-- Dataset extract --

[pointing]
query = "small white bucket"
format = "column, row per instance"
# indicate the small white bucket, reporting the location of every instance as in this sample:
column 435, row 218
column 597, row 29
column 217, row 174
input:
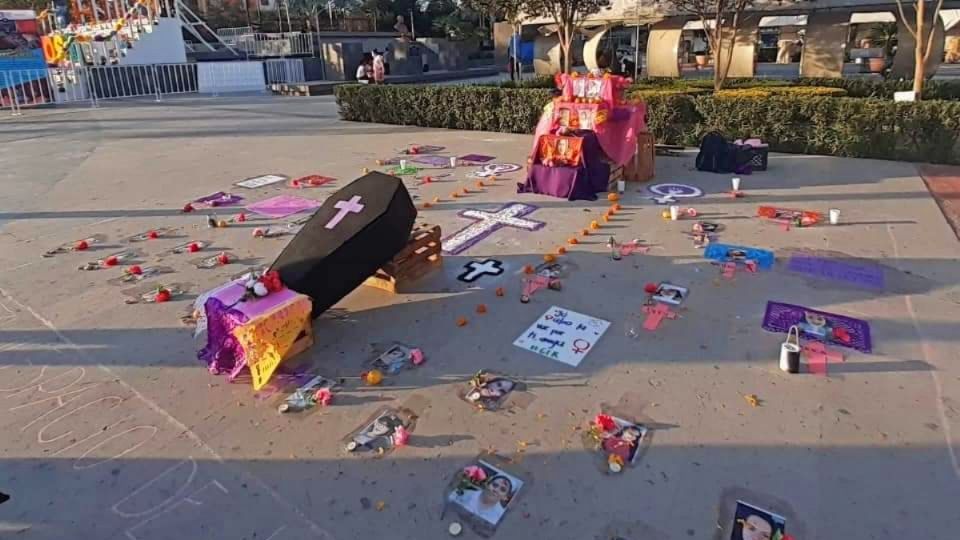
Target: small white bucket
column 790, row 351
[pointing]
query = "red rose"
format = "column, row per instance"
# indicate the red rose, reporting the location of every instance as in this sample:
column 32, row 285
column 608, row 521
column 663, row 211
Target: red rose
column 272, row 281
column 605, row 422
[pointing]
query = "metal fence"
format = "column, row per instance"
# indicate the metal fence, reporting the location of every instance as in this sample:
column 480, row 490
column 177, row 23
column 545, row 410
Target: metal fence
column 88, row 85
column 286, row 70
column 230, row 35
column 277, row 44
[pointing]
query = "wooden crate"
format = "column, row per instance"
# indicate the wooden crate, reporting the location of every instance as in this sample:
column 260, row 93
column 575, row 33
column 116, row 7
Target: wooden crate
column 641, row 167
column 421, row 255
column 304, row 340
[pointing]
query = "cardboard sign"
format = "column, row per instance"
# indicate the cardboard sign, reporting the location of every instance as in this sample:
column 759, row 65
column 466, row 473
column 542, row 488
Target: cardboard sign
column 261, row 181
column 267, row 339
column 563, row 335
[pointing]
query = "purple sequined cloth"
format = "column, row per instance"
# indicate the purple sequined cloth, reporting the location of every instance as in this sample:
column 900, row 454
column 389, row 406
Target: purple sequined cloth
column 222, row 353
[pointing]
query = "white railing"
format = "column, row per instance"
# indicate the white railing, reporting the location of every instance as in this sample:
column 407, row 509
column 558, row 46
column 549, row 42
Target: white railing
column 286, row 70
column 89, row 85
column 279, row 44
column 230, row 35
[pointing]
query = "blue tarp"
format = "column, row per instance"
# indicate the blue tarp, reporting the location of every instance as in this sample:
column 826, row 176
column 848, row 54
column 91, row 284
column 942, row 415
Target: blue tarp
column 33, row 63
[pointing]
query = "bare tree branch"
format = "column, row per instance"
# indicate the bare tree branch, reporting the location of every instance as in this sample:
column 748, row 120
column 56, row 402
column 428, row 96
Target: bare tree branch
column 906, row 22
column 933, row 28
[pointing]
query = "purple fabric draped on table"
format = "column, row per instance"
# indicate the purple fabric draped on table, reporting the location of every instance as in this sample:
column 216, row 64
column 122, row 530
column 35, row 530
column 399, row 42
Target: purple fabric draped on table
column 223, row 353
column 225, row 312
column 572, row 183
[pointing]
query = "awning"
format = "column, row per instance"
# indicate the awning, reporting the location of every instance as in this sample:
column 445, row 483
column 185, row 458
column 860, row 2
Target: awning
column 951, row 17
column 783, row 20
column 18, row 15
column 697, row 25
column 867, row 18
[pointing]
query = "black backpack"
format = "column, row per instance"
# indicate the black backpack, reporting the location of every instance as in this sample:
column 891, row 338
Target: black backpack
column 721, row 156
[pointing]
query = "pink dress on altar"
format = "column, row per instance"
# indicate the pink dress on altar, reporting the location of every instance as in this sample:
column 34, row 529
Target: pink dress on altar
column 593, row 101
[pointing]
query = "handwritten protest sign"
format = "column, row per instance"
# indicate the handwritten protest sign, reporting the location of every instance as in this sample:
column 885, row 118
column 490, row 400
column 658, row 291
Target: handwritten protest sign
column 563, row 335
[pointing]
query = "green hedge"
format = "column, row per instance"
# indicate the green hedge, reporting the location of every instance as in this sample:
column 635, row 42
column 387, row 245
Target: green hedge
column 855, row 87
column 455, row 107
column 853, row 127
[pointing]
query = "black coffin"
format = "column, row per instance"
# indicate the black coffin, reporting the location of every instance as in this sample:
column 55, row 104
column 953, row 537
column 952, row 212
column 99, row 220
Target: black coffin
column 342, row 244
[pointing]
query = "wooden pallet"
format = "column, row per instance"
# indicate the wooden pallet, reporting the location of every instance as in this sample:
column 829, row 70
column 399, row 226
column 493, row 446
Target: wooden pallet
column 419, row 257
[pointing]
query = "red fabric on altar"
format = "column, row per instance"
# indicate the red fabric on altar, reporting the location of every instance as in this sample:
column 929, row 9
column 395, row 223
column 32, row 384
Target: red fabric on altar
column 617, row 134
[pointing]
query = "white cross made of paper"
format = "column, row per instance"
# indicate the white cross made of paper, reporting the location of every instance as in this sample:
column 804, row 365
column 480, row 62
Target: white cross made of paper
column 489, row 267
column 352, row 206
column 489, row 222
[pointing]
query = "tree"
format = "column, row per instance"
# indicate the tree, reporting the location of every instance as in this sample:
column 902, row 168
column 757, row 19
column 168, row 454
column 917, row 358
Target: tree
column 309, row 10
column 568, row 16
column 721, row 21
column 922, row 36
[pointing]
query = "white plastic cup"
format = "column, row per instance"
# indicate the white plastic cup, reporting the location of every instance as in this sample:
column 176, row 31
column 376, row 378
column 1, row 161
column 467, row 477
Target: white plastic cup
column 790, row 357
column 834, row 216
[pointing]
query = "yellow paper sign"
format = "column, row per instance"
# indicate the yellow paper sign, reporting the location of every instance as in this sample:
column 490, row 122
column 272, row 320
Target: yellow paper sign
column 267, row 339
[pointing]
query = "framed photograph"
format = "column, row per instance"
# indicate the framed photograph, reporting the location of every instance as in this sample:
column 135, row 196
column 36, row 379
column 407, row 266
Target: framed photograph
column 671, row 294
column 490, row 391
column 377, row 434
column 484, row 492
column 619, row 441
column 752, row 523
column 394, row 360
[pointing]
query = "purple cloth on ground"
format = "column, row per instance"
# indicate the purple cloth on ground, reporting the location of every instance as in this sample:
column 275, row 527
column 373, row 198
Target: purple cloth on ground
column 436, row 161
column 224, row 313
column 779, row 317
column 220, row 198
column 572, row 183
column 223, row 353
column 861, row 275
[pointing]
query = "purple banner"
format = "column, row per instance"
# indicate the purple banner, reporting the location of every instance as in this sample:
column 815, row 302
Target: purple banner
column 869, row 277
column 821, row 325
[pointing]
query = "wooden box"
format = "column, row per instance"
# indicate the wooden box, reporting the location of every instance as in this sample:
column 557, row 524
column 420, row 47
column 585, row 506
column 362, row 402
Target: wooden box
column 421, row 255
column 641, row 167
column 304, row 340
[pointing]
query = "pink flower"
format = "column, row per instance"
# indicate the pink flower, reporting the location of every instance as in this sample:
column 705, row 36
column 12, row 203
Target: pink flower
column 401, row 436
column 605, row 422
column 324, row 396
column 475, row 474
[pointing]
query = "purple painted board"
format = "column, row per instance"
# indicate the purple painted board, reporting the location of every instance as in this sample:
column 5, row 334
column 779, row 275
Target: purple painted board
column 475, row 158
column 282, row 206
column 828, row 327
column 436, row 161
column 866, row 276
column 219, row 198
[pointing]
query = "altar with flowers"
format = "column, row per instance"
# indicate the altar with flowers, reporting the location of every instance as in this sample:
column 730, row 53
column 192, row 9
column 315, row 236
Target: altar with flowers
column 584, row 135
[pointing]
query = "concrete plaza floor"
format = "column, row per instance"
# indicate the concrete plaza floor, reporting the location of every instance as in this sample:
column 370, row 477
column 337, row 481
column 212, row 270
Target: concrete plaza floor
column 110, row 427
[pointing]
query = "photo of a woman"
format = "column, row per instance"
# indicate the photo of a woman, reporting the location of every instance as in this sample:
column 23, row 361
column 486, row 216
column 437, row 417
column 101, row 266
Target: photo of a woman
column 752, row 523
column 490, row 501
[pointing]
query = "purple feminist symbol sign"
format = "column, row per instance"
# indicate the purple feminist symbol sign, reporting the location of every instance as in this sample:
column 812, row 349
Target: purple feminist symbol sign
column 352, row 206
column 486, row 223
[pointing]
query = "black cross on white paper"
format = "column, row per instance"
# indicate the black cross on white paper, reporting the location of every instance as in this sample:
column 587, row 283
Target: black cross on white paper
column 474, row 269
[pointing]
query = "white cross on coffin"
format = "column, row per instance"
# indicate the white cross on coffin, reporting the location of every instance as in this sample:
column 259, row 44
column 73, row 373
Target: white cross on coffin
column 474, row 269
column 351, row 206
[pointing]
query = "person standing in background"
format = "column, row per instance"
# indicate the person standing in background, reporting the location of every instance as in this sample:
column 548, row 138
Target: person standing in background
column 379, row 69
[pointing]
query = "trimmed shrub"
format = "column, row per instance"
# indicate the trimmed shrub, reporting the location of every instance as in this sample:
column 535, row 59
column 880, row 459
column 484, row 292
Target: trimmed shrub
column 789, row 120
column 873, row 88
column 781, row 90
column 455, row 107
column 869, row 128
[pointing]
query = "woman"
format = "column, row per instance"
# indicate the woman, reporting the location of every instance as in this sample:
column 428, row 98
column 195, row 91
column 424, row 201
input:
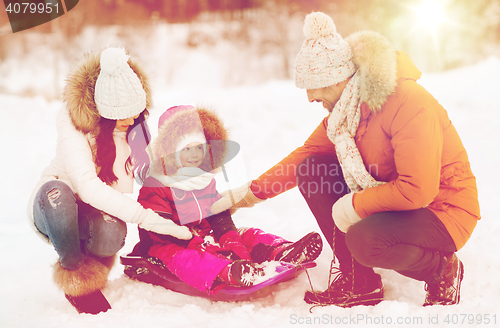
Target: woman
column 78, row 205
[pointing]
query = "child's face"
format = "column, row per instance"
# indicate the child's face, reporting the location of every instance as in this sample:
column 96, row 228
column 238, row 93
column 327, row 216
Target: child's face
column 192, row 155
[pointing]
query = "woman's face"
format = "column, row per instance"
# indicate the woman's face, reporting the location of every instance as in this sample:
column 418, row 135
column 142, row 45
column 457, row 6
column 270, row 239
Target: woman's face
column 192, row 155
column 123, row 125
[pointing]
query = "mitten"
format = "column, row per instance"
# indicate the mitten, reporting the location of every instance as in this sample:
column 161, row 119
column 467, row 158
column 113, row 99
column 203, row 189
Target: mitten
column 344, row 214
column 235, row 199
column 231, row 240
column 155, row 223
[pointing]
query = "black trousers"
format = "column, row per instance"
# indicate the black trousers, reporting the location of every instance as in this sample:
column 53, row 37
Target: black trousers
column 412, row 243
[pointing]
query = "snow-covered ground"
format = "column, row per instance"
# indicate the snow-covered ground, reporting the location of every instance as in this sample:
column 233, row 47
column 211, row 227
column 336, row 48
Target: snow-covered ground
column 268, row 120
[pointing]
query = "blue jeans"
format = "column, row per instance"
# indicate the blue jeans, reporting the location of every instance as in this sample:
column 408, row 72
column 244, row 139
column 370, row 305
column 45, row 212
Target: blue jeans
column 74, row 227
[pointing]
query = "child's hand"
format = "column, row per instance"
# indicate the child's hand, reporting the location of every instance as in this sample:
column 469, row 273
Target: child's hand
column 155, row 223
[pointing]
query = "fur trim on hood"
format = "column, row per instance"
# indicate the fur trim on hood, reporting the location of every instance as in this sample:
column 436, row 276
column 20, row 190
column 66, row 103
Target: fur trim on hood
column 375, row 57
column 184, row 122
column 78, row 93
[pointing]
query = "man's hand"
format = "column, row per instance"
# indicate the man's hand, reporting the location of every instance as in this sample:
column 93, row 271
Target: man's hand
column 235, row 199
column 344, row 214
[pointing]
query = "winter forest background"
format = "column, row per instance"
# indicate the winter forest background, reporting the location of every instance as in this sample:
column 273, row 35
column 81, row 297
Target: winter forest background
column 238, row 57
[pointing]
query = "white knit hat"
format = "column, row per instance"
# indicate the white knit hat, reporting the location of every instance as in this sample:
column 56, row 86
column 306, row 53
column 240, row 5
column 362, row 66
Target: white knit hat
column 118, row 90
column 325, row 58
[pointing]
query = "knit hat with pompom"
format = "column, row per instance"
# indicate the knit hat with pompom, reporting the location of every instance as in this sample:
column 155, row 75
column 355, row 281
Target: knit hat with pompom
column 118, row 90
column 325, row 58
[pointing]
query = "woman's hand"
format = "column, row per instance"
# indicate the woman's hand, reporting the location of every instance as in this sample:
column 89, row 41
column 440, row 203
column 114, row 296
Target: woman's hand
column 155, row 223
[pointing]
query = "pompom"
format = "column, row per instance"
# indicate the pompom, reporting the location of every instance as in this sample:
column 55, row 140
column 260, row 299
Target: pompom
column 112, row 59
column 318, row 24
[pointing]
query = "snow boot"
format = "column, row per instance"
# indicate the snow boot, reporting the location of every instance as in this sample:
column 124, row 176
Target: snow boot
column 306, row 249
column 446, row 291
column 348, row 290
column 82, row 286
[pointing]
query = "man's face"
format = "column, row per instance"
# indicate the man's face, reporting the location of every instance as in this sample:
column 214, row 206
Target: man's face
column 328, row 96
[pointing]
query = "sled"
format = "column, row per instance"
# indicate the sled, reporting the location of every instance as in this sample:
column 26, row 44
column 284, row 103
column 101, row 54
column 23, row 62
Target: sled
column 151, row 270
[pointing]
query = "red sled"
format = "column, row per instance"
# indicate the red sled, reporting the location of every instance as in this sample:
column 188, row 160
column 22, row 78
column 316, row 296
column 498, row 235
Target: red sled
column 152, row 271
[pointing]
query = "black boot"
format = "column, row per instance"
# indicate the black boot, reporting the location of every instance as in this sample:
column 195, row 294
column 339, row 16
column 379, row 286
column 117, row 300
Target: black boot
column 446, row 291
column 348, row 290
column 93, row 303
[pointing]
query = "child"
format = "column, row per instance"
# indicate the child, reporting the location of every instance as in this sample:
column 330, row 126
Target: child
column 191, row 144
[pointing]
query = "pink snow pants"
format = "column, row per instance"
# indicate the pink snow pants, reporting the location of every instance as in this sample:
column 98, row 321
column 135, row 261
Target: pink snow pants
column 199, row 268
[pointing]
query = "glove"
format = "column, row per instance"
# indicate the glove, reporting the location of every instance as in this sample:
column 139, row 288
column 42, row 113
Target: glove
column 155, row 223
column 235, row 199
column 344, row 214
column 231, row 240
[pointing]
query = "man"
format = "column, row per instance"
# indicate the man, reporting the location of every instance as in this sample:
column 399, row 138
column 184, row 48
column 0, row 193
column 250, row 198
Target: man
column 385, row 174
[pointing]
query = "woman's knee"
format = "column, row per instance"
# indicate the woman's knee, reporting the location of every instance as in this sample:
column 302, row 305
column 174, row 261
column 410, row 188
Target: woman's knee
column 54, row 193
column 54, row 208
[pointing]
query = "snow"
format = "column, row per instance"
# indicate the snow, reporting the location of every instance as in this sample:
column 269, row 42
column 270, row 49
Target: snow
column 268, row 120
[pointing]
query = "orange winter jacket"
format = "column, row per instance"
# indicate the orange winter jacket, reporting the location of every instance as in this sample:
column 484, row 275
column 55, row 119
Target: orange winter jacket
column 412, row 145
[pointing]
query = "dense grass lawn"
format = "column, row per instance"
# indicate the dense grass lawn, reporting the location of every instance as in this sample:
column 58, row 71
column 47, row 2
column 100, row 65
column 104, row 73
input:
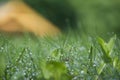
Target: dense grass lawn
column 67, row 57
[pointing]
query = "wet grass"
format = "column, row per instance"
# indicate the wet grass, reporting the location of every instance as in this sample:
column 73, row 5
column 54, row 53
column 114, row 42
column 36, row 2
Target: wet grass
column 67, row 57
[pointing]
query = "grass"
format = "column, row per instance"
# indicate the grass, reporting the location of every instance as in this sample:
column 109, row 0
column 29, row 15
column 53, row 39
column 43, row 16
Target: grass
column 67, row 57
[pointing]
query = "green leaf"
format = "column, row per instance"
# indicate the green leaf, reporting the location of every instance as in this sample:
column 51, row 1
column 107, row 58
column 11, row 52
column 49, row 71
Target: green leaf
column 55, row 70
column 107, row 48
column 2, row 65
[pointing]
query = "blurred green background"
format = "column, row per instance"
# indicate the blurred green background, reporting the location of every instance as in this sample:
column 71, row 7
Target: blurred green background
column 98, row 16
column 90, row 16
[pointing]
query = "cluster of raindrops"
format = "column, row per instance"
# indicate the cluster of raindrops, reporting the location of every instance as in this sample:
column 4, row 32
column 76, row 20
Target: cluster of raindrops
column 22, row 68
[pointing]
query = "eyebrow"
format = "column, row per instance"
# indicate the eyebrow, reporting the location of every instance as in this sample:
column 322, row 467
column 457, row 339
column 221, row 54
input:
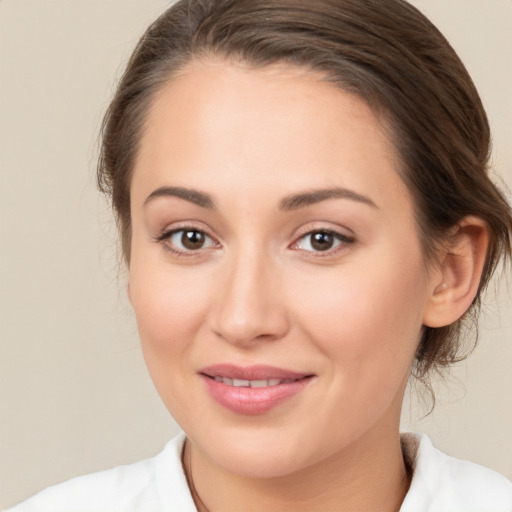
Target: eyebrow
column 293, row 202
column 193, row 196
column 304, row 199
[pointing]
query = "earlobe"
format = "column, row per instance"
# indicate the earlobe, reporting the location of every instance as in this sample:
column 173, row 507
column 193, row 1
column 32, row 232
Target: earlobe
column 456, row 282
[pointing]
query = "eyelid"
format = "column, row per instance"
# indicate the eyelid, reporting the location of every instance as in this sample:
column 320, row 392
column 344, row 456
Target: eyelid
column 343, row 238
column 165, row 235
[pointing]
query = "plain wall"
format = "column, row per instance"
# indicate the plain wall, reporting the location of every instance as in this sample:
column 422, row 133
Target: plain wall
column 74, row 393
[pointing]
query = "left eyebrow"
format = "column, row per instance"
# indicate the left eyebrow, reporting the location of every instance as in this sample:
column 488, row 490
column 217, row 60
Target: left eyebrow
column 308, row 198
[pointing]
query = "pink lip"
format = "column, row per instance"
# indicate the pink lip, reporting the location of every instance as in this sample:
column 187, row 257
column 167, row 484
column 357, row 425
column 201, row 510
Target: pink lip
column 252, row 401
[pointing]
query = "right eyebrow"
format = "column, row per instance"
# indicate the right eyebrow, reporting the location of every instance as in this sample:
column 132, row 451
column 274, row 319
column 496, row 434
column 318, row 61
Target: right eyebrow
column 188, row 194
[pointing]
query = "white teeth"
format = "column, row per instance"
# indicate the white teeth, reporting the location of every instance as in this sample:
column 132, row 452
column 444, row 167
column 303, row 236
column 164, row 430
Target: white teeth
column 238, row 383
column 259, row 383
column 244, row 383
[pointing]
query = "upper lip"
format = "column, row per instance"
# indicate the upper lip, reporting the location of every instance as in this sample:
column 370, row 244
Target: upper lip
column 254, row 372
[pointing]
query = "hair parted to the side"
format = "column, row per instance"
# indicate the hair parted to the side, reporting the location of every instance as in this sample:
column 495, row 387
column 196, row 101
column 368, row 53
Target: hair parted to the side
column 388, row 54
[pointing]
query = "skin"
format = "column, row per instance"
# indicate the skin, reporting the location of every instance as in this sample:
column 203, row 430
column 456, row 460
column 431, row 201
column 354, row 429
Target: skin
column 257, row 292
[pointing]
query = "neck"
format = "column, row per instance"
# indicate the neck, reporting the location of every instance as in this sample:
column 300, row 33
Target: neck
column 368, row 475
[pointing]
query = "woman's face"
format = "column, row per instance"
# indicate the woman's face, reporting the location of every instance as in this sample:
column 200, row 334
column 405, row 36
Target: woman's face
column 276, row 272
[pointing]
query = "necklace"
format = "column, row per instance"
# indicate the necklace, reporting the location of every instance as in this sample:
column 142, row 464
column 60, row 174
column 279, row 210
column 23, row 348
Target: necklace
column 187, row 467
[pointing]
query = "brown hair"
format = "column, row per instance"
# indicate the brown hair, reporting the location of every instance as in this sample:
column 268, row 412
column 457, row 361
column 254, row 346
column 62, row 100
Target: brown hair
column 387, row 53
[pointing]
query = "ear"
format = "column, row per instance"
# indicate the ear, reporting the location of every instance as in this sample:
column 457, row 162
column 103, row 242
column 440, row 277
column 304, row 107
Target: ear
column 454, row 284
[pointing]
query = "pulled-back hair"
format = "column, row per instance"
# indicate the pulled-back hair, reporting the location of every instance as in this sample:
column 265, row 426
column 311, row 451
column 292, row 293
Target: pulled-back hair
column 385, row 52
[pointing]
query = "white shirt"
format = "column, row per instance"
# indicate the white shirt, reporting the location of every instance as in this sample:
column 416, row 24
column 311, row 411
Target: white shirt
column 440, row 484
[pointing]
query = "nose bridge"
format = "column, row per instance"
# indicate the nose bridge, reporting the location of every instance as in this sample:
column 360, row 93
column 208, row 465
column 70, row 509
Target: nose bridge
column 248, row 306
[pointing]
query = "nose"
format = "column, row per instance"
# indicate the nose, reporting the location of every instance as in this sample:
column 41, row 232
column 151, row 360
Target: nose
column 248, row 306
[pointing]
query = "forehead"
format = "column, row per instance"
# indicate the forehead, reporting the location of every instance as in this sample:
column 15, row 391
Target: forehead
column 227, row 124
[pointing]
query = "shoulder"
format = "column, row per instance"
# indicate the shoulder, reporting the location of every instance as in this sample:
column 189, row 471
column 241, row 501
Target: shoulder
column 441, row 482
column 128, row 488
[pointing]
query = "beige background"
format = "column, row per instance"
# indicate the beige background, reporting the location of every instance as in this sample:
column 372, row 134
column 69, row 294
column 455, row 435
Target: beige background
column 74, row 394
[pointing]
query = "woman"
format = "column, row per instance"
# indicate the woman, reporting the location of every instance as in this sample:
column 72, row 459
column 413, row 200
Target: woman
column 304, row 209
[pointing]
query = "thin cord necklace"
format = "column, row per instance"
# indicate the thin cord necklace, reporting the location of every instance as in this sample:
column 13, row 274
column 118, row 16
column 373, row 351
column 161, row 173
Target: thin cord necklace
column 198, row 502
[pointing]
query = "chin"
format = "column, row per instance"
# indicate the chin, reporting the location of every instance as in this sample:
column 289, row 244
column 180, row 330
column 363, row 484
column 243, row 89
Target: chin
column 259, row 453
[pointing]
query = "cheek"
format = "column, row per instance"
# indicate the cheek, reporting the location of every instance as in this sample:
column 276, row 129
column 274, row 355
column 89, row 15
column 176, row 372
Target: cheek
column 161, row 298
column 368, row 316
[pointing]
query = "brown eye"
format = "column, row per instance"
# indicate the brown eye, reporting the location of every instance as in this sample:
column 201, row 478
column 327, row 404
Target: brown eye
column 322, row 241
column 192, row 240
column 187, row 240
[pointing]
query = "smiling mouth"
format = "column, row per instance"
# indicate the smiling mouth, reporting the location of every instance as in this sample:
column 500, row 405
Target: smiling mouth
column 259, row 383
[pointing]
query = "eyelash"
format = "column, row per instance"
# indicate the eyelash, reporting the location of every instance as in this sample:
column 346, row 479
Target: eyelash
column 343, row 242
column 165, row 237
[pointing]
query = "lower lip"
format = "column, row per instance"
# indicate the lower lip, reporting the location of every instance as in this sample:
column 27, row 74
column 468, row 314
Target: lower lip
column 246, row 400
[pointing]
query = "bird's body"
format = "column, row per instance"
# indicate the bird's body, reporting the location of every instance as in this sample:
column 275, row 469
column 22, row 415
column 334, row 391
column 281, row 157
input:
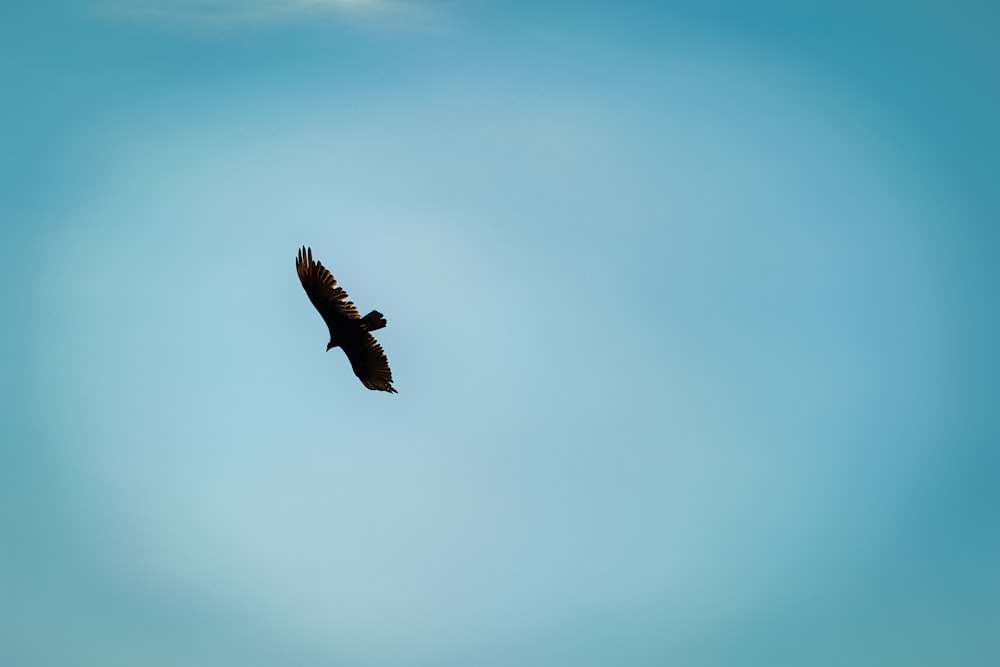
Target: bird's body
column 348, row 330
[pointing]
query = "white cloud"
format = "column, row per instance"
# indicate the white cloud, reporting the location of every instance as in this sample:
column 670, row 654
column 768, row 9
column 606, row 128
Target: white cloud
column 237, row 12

-- How to complete this task --
The expected answer is an exact copy of the lines above, beginning at the line with "Target: white railing" and ending at the line with "# indicate the blue tarp, reporting", with both ends in.

-- Exercise solution --
Target: white railing
column 286, row 70
column 89, row 85
column 279, row 44
column 230, row 35
[pointing]
query = "blue tarp"
format = "column, row per instance"
# indicate the blue tarp, reporting the location of every instance as in this sample:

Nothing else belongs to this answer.